* PROBLEM STATEMENT
Copy the records word for word, starting at their first line and ending at the line that contains "241), (461, 203)]", including that line.

* DATASET EXCERPTS
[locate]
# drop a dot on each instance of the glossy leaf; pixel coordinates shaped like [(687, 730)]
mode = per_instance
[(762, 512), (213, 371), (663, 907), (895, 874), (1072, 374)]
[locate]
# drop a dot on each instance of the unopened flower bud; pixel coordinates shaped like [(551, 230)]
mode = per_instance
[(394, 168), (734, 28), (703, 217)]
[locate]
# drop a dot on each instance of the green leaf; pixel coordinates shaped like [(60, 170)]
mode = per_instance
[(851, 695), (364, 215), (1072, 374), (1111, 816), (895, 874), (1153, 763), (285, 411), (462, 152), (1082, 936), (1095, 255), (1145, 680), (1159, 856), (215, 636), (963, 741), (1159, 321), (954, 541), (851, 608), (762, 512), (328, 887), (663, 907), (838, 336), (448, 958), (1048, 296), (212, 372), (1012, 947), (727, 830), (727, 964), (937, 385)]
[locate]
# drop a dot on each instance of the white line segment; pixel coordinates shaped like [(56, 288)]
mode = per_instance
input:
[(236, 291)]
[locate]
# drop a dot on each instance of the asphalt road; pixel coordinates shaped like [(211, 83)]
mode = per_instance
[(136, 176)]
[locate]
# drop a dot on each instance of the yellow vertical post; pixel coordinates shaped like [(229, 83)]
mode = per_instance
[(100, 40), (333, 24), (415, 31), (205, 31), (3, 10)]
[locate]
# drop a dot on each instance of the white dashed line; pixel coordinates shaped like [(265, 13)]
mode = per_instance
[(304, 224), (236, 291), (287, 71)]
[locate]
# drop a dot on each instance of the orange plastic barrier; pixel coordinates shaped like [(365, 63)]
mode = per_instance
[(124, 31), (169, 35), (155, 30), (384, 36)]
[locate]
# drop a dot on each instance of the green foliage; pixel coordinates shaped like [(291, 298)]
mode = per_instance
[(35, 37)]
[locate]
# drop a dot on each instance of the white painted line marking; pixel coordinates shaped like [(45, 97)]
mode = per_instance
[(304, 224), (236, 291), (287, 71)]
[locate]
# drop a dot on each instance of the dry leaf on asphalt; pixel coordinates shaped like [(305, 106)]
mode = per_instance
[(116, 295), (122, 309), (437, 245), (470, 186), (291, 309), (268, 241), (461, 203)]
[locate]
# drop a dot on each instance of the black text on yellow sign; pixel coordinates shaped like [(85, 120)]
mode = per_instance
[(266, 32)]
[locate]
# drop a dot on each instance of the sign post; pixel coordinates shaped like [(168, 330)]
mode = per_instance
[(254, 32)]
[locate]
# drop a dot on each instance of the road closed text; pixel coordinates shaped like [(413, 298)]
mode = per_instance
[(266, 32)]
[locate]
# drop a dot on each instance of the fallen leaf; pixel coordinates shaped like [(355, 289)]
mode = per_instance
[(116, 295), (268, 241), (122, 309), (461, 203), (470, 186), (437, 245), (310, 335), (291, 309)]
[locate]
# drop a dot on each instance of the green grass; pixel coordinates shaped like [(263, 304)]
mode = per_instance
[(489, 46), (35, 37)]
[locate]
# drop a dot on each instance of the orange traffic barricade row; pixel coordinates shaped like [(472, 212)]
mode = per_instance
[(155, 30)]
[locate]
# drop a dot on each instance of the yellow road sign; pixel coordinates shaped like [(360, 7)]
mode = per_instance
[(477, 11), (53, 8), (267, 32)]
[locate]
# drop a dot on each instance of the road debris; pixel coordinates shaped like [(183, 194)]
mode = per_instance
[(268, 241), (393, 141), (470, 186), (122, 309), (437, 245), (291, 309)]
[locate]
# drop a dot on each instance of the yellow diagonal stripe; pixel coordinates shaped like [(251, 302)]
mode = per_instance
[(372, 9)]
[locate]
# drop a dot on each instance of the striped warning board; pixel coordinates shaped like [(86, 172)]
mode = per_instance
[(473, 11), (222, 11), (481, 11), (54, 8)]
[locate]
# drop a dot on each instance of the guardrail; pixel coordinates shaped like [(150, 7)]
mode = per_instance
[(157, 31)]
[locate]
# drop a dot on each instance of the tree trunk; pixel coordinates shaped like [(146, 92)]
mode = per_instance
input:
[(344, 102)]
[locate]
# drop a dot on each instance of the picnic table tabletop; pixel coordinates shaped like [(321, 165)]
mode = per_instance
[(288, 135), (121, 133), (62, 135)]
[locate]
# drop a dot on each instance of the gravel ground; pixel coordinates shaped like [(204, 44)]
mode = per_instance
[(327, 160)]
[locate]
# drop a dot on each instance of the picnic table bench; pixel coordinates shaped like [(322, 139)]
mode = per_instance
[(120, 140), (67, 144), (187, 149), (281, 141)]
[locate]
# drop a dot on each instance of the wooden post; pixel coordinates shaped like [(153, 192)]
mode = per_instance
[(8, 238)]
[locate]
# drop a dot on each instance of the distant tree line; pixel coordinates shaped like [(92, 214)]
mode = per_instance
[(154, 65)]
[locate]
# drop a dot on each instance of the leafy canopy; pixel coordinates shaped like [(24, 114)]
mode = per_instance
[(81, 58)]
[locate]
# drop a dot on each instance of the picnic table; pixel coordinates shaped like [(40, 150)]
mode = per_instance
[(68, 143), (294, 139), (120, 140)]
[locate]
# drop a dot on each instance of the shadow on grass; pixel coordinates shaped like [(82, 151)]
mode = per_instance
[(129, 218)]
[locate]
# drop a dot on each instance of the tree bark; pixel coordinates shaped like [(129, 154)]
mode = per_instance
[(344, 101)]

* WRITTEN ANSWER
[locate]
# drop a dot on each instance of the glossy leaf; pixel coordinates shaped like [(687, 730)]
mode = per_instance
[(762, 512), (213, 371), (663, 907), (895, 874), (1072, 374)]
[locate]
# drop a dot on each instance of the unopened flower bud; pixel coordinates shaped like [(551, 230)]
mode = per_instance
[(394, 168), (734, 28), (703, 217)]
[locate]
# drop a dot on each instance of the green leaf; pixel coordinates shaped like [(60, 170)]
mode = per_instance
[(851, 695), (364, 215), (1072, 374), (1111, 816), (895, 874), (1153, 763), (285, 411), (462, 152), (1082, 936), (1095, 255), (1145, 680), (1159, 856), (215, 636), (963, 741), (1159, 321), (954, 541), (851, 608), (762, 512), (328, 887), (663, 907), (838, 336), (448, 958), (1048, 296), (212, 372), (1012, 947), (727, 830), (727, 964), (937, 385)]
[locate]
# drop a dot on each instance of the white line segment; pixel coordinates shaped like [(56, 288)]
mode = per_instance
input:
[(236, 291)]
[locate]
# drop a dot on each instance of the asphalt road; pixel coordinates shaped like [(211, 83)]
mode = per_instance
[(136, 176)]
[locate]
# drop a dot on each instance of the yellow vertical post; pixel coordinates shaped like [(229, 83)]
mode = per_instance
[(100, 40), (333, 24), (415, 31), (205, 31), (3, 10)]
[locate]
# drop a dot on each instance of the white dashed line; pixel coordinates shaped like [(265, 13)]
mode = per_instance
[(304, 224), (236, 291), (287, 71)]
[locate]
# drop a dot on each instance of the orange plastic barrier; pixel coordinates shaped like [(365, 63)]
mode = per_instance
[(124, 31), (169, 35), (155, 30), (384, 36)]
[locate]
# drop a dot on each instance of the green foliage; pixel coordinates shaped like [(291, 298)]
mode = per_instance
[(35, 37)]
[locate]
# drop a dot on each instance of the white painted line marking; pixel coordinates shaped like [(45, 97)]
mode = per_instance
[(304, 224), (236, 291), (287, 71)]
[locate]
# drop a dot on each instance of the dry leaf on asphalt; pixel coordinates shaped like [(305, 106)]
mode = per_instance
[(116, 295), (122, 309), (437, 245), (470, 186), (291, 309), (268, 241), (461, 203)]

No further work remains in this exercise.